Dati in ingresso

===============

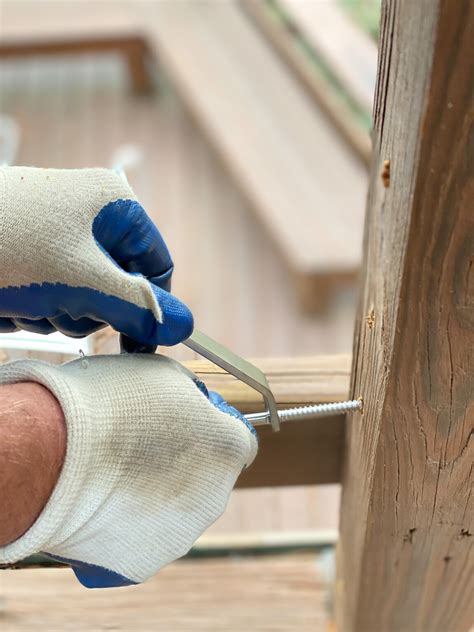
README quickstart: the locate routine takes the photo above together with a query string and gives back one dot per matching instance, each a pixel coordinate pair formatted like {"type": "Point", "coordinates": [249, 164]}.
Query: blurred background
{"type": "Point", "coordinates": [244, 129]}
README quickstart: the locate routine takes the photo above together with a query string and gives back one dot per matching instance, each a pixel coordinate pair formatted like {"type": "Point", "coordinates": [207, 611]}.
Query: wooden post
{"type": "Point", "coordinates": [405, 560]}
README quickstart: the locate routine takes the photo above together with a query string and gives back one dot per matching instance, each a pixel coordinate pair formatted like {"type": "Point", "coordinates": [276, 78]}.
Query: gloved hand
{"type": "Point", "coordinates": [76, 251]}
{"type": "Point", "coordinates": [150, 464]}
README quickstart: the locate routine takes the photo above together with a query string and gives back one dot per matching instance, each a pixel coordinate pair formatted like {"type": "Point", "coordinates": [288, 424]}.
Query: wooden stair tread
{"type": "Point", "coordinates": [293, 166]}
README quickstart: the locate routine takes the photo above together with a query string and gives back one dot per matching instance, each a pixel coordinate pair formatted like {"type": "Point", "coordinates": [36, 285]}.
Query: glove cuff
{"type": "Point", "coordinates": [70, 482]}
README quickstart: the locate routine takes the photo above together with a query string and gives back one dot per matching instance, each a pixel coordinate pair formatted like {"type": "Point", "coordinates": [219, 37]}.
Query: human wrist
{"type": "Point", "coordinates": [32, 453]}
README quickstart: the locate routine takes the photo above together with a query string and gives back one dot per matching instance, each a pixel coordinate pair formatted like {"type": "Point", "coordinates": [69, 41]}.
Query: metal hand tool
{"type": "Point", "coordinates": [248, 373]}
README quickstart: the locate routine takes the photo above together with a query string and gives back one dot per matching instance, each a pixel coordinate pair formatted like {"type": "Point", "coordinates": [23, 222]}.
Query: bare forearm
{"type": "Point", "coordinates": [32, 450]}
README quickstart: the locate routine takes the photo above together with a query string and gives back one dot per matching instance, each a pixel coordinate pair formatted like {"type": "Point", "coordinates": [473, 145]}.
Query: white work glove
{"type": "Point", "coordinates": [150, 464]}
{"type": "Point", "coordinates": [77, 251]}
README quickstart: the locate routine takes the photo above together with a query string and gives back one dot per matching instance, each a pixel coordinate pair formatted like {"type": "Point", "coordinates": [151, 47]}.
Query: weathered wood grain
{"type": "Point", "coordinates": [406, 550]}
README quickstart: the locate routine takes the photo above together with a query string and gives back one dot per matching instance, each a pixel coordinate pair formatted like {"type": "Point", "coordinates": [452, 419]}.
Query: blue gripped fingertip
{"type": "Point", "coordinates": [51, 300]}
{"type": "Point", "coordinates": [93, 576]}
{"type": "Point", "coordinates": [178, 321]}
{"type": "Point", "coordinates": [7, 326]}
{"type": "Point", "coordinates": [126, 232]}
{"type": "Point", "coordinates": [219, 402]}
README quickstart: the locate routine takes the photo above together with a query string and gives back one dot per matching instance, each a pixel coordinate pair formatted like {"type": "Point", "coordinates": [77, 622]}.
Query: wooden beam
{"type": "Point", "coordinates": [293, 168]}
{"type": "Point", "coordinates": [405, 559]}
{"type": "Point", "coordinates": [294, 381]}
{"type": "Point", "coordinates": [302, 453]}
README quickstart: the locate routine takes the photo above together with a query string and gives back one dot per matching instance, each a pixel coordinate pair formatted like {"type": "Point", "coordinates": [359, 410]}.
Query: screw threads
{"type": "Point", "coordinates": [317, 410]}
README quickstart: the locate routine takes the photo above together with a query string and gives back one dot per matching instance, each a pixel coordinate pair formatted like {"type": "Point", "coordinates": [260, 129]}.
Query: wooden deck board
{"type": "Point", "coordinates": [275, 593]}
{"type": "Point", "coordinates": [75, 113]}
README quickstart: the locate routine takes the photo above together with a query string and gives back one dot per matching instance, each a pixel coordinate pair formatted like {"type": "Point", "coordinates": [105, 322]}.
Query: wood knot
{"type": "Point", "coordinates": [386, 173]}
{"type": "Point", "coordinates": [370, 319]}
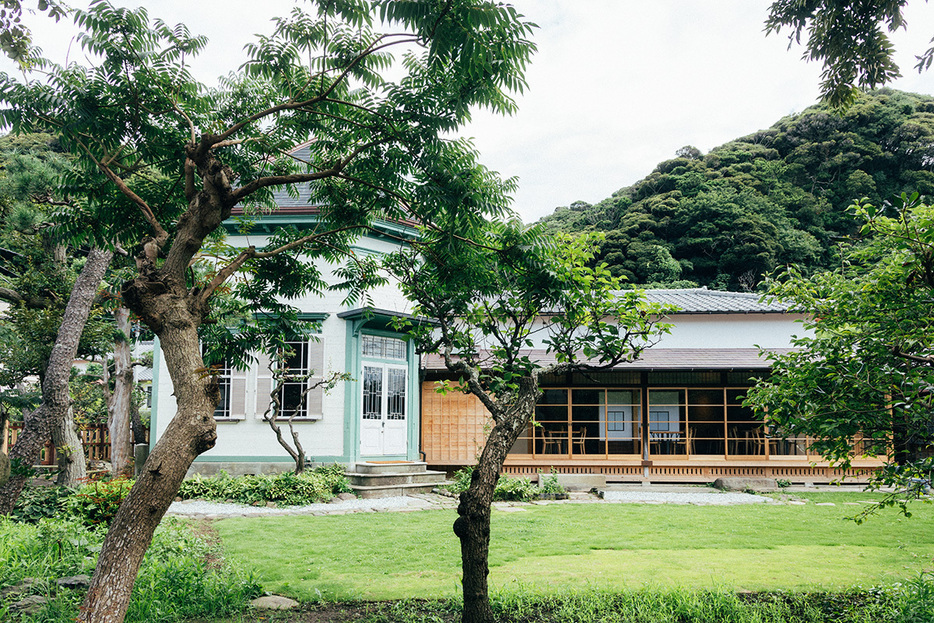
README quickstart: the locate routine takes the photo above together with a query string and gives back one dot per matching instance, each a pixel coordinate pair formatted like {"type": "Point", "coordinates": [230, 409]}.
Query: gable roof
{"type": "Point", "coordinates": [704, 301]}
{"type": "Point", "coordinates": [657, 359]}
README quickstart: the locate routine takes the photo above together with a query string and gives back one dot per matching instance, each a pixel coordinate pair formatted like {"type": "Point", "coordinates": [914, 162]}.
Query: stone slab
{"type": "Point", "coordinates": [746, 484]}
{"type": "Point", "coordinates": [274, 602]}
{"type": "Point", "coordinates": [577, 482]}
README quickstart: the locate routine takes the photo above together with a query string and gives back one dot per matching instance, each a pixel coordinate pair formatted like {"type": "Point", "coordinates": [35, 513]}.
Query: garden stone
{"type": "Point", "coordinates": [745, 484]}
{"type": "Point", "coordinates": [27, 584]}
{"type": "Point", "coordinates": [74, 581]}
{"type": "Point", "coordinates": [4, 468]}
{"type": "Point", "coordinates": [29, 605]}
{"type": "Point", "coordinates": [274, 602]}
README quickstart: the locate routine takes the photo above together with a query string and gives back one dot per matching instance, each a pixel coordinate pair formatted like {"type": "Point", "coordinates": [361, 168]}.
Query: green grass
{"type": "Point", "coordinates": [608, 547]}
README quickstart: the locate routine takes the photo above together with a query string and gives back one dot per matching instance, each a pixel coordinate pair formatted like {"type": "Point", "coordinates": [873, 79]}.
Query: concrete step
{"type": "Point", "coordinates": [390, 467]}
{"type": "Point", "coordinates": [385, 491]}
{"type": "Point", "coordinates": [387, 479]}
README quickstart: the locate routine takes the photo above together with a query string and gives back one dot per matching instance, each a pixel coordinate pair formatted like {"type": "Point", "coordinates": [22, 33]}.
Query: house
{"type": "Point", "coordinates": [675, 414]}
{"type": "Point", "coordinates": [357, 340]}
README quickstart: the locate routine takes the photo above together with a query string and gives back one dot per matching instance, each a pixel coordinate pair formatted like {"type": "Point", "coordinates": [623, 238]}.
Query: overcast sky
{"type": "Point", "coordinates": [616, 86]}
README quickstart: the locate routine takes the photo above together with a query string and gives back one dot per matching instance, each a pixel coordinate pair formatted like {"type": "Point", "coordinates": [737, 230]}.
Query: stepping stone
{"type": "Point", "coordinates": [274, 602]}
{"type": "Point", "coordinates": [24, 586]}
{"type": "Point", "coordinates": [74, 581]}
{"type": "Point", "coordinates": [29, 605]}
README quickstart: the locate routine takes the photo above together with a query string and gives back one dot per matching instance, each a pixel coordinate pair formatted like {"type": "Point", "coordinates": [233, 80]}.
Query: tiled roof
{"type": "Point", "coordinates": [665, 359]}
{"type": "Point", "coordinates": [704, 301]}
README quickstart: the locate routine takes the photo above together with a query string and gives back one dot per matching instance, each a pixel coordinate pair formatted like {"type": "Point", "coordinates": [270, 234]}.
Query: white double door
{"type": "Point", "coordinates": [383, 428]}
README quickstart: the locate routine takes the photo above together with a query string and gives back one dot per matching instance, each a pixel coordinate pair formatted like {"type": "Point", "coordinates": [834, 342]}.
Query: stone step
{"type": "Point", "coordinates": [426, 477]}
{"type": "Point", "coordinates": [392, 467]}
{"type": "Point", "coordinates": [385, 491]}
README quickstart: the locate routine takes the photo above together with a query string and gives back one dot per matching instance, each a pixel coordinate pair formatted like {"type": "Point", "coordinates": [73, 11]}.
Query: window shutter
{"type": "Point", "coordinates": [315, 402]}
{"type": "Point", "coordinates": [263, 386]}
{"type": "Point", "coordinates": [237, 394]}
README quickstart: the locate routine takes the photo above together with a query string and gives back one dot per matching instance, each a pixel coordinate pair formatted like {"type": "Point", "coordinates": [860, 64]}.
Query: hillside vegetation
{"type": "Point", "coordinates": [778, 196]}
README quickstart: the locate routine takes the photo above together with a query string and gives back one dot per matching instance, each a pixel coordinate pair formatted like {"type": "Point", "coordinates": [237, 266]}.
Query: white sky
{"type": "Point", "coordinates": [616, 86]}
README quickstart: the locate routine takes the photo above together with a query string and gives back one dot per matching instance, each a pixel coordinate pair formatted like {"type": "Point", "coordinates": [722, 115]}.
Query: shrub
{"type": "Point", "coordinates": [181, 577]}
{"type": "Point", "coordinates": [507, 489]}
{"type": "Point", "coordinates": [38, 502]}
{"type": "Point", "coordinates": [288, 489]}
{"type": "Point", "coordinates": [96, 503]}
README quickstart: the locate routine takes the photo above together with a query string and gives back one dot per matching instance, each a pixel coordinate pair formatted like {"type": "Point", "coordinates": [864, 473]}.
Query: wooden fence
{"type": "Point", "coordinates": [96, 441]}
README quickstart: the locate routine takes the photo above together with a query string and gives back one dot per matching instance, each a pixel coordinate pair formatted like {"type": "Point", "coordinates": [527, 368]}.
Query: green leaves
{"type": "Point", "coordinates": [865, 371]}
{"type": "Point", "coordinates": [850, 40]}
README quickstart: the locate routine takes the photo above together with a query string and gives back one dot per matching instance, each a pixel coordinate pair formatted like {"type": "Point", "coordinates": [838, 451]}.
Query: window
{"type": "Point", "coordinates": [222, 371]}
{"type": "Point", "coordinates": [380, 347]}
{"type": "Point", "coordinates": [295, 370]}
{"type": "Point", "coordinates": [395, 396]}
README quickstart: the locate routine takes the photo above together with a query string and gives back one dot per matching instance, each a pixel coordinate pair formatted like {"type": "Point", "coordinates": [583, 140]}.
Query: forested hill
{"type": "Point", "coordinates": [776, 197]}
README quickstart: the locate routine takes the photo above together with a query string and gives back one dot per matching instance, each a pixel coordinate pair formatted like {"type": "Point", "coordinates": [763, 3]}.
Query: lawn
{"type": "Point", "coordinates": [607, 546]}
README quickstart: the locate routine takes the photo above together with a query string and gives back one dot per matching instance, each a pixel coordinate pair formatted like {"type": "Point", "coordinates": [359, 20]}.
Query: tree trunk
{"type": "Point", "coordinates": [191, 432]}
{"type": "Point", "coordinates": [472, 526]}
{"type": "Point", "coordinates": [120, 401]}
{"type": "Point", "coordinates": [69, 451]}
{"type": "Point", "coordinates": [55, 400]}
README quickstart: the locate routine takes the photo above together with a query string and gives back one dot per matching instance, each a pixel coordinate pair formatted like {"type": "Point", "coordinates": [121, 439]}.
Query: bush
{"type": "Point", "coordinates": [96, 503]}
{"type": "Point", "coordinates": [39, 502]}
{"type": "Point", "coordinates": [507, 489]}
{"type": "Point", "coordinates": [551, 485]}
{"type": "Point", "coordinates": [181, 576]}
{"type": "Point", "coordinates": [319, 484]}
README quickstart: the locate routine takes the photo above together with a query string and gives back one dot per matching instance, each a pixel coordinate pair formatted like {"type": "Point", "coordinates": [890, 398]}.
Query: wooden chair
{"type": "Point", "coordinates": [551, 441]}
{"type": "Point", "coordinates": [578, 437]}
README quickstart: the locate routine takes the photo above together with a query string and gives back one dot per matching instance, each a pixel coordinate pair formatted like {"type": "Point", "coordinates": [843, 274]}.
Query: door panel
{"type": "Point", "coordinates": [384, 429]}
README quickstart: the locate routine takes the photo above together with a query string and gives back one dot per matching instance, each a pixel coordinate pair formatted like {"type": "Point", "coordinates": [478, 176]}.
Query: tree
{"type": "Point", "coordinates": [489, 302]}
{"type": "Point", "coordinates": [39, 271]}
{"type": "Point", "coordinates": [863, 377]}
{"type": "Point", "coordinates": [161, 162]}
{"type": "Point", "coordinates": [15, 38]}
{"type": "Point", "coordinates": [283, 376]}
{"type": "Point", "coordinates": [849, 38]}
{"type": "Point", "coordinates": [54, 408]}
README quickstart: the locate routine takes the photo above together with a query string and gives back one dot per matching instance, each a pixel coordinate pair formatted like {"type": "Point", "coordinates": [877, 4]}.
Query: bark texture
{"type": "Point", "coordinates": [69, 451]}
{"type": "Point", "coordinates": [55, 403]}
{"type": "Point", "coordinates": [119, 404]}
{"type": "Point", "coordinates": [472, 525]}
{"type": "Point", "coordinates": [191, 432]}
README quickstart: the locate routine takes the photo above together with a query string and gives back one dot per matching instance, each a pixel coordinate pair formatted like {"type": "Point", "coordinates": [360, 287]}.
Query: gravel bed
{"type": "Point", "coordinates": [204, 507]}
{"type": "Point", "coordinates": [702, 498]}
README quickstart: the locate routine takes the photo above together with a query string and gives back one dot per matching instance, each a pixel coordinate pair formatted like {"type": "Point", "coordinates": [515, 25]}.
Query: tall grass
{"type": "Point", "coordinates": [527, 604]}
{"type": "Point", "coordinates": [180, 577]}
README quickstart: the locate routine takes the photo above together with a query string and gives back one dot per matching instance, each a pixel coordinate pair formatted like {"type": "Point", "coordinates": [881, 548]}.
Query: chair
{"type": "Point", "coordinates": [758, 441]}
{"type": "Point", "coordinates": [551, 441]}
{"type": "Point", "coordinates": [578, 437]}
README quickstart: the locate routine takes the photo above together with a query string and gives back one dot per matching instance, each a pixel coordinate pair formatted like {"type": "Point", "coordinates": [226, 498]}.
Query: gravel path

===============

Requisiti
Raccogli dai record qui sopra ogni riga che contiene la parola "hand" e riportala senza modifiche.

Risultato
Query: gloved hand
Query: metal hand tool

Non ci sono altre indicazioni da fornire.